• To do:
Reproduce all the lines below exactly and omit the images.

• Records shown:
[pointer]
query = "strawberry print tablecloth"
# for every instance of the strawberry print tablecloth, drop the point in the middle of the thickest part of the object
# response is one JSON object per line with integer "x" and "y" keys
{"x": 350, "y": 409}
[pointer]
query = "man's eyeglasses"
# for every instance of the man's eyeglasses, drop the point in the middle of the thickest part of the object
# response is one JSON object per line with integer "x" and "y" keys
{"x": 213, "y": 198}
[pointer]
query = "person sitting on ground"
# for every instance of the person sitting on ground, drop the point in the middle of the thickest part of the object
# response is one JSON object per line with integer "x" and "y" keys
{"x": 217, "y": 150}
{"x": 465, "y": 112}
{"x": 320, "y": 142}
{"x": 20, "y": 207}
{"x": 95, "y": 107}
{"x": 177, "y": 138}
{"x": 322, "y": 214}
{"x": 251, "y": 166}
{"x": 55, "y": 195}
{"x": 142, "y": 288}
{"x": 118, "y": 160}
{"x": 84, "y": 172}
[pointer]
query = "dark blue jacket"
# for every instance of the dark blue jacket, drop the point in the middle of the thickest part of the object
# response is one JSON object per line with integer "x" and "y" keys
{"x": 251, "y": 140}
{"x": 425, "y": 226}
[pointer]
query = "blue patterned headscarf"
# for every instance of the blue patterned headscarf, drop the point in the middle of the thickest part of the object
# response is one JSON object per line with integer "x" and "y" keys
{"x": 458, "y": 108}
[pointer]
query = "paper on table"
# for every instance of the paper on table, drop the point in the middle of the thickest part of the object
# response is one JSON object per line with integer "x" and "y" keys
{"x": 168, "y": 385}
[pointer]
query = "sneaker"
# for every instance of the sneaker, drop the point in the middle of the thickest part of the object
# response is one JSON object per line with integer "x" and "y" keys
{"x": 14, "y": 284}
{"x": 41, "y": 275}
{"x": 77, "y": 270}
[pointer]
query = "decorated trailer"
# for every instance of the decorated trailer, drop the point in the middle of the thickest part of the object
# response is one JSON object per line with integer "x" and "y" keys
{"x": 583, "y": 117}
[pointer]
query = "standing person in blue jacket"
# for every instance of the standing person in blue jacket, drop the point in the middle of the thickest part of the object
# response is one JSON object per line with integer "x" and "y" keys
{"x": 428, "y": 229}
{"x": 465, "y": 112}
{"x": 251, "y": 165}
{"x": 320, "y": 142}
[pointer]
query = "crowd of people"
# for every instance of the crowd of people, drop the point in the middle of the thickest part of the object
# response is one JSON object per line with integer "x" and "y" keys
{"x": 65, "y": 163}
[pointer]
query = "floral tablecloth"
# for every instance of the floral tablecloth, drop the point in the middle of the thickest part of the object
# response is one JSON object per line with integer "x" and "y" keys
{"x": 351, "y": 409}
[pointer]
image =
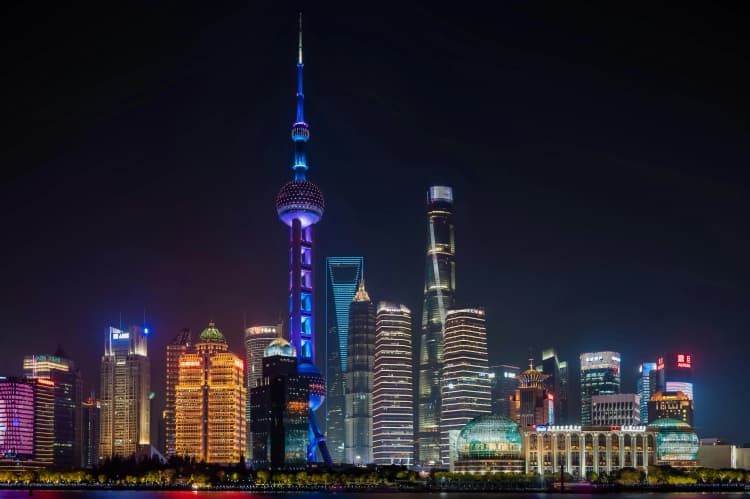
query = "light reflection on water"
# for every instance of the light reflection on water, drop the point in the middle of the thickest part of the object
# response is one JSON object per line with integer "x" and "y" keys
{"x": 187, "y": 494}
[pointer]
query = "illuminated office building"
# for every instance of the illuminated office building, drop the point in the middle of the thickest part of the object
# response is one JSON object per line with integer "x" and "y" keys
{"x": 44, "y": 421}
{"x": 257, "y": 339}
{"x": 583, "y": 449}
{"x": 620, "y": 409}
{"x": 467, "y": 389}
{"x": 125, "y": 385}
{"x": 671, "y": 405}
{"x": 178, "y": 346}
{"x": 280, "y": 411}
{"x": 68, "y": 388}
{"x": 673, "y": 373}
{"x": 90, "y": 426}
{"x": 532, "y": 404}
{"x": 16, "y": 421}
{"x": 299, "y": 205}
{"x": 393, "y": 392}
{"x": 343, "y": 274}
{"x": 643, "y": 387}
{"x": 210, "y": 401}
{"x": 358, "y": 379}
{"x": 439, "y": 291}
{"x": 600, "y": 375}
{"x": 556, "y": 383}
{"x": 504, "y": 383}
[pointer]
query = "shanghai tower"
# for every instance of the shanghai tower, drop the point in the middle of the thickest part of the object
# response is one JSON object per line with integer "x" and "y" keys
{"x": 299, "y": 205}
{"x": 439, "y": 290}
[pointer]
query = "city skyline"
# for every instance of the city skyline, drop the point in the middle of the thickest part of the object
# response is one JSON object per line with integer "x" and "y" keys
{"x": 622, "y": 288}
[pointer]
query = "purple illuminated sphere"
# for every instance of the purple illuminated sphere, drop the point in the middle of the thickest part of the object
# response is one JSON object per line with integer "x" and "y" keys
{"x": 300, "y": 199}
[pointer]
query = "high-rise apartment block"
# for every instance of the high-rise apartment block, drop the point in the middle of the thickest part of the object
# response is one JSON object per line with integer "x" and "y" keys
{"x": 358, "y": 379}
{"x": 16, "y": 421}
{"x": 343, "y": 274}
{"x": 210, "y": 401}
{"x": 467, "y": 388}
{"x": 504, "y": 383}
{"x": 600, "y": 375}
{"x": 643, "y": 387}
{"x": 125, "y": 385}
{"x": 621, "y": 409}
{"x": 439, "y": 296}
{"x": 178, "y": 346}
{"x": 532, "y": 403}
{"x": 280, "y": 411}
{"x": 90, "y": 425}
{"x": 67, "y": 388}
{"x": 257, "y": 338}
{"x": 393, "y": 393}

• Exercise response:
[pointer]
query = "strawberry print tablecloth"
# for every instance of the strawberry print tablecloth, drop the point in the middle of the thickest part of the object
# response is one JSON object per line with integer "x" and "y" keys
{"x": 350, "y": 409}
[pointer]
query = "man's eyeglasses"
# for every instance of the man's eyeglasses, drop the point in the middle of the thickest part of the object
# response is one JSON object per line with integer "x" and "y" keys
{"x": 213, "y": 198}
[pointer]
query = "person sitting on ground"
# for every instance of the person sitting on ground, drop the point in the middle of the thickest part of the object
# response is one JSON object per line with integer "x" and "y" keys
{"x": 217, "y": 150}
{"x": 465, "y": 112}
{"x": 320, "y": 142}
{"x": 20, "y": 207}
{"x": 95, "y": 107}
{"x": 177, "y": 138}
{"x": 322, "y": 214}
{"x": 251, "y": 166}
{"x": 55, "y": 195}
{"x": 142, "y": 288}
{"x": 118, "y": 160}
{"x": 84, "y": 172}
[pointer]
query = "dark blue jacket"
# for every instance of the dark blue jacket, drop the point in the middle of the thickest part of the object
# response is one JSON object per line with integer "x" and "y" keys
{"x": 251, "y": 140}
{"x": 425, "y": 226}
[pointer]
query = "blue patterned headscarf"
# for every instance of the blue patterned headscarf, drop the point in the middle of the thickest part of the object
# response is one JSON object per line with integer "x" and "y" keys
{"x": 458, "y": 108}
[pointer]
query = "paper on table"
# for every instance of the paper on table, drop the point in the middle of the thickest part of the object
# response is one JSON object per line with integer "x" and "y" keys
{"x": 168, "y": 385}
[pointer]
query = "sneaker"
# for every instance of the sneaker, drop the point in the middle of the thickest part of the object
# response is one JSON object per line with integer "x" and "y" keys
{"x": 14, "y": 284}
{"x": 41, "y": 275}
{"x": 77, "y": 270}
[pointer]
query = "decorated trailer"
# for every instance of the decorated trailer, drop the point in the middle of the thickest part of the object
# response is one JSON object per line with integer "x" and "y" keys
{"x": 583, "y": 117}
[pointer]
query = "standing person in blue jacket"
# for every instance of the standing person in blue jacket, drop the point in the middle of the thickest part of the object
# response is one JSON object per line with integer "x" and "y" keys
{"x": 428, "y": 229}
{"x": 465, "y": 112}
{"x": 251, "y": 165}
{"x": 320, "y": 142}
[pointer]
query = "crowd of people"
# for every instance of the crowd of people, drop the point in the middle of the thickest part of the object
# response is one JSON object per line with integer "x" and "y" keys
{"x": 65, "y": 163}
[pointer]
query = "floral tablecloth"
# for every instance of the floral tablecloth, drop the point in the middle of the thickest part of the object
# response is one JSON object per line with integer "x" and "y" keys
{"x": 351, "y": 409}
[pointer]
image =
query = "light reflection on water"
# for every instance of the light reflection on water, drop the point in the middle of the thickest part of the object
# response is one JSON object per line with integer "x" and "y" keys
{"x": 187, "y": 494}
[pointer]
query = "illuminated office building"
# for every instance of the illuminated office building, drop the point in the middle of the thickest part of the object
# response is one JSON object per line with integer "x" and "y" keys
{"x": 44, "y": 421}
{"x": 257, "y": 339}
{"x": 583, "y": 449}
{"x": 620, "y": 409}
{"x": 467, "y": 389}
{"x": 125, "y": 385}
{"x": 671, "y": 405}
{"x": 178, "y": 346}
{"x": 280, "y": 411}
{"x": 68, "y": 388}
{"x": 673, "y": 373}
{"x": 90, "y": 426}
{"x": 532, "y": 404}
{"x": 16, "y": 421}
{"x": 299, "y": 205}
{"x": 393, "y": 392}
{"x": 343, "y": 274}
{"x": 643, "y": 387}
{"x": 210, "y": 401}
{"x": 358, "y": 379}
{"x": 439, "y": 291}
{"x": 600, "y": 375}
{"x": 556, "y": 383}
{"x": 504, "y": 383}
[pointer]
query = "shanghai tower"
# for every instance of the shanghai tower, drop the point in the middle of the thickest part of the object
# response is one JSON object per line with integer "x" and "y" keys
{"x": 299, "y": 205}
{"x": 439, "y": 290}
[pointer]
query = "city skyline"
# for every instance of the city skyline, drop the point in the middle of the thickest part of the object
# response is one JSON object per line with integer "x" and "y" keys
{"x": 622, "y": 288}
[pointer]
query = "purple illuminated sphere"
# for every instance of the purple illuminated sphere, drop the point in the middle of the thickest part of the object
# response is one JSON object per line with integer "x" and "y" keys
{"x": 300, "y": 199}
[pointer]
query = "high-rise apartment block"
# for every instance of the high-rise apartment block, drop the point in the middle of the thickest part of the object
# response is one JSON object per line with integer "x" and "y" keys
{"x": 358, "y": 379}
{"x": 16, "y": 421}
{"x": 343, "y": 274}
{"x": 210, "y": 401}
{"x": 467, "y": 388}
{"x": 504, "y": 383}
{"x": 600, "y": 375}
{"x": 643, "y": 387}
{"x": 125, "y": 385}
{"x": 621, "y": 409}
{"x": 439, "y": 296}
{"x": 178, "y": 346}
{"x": 532, "y": 403}
{"x": 280, "y": 411}
{"x": 90, "y": 425}
{"x": 67, "y": 388}
{"x": 257, "y": 338}
{"x": 393, "y": 393}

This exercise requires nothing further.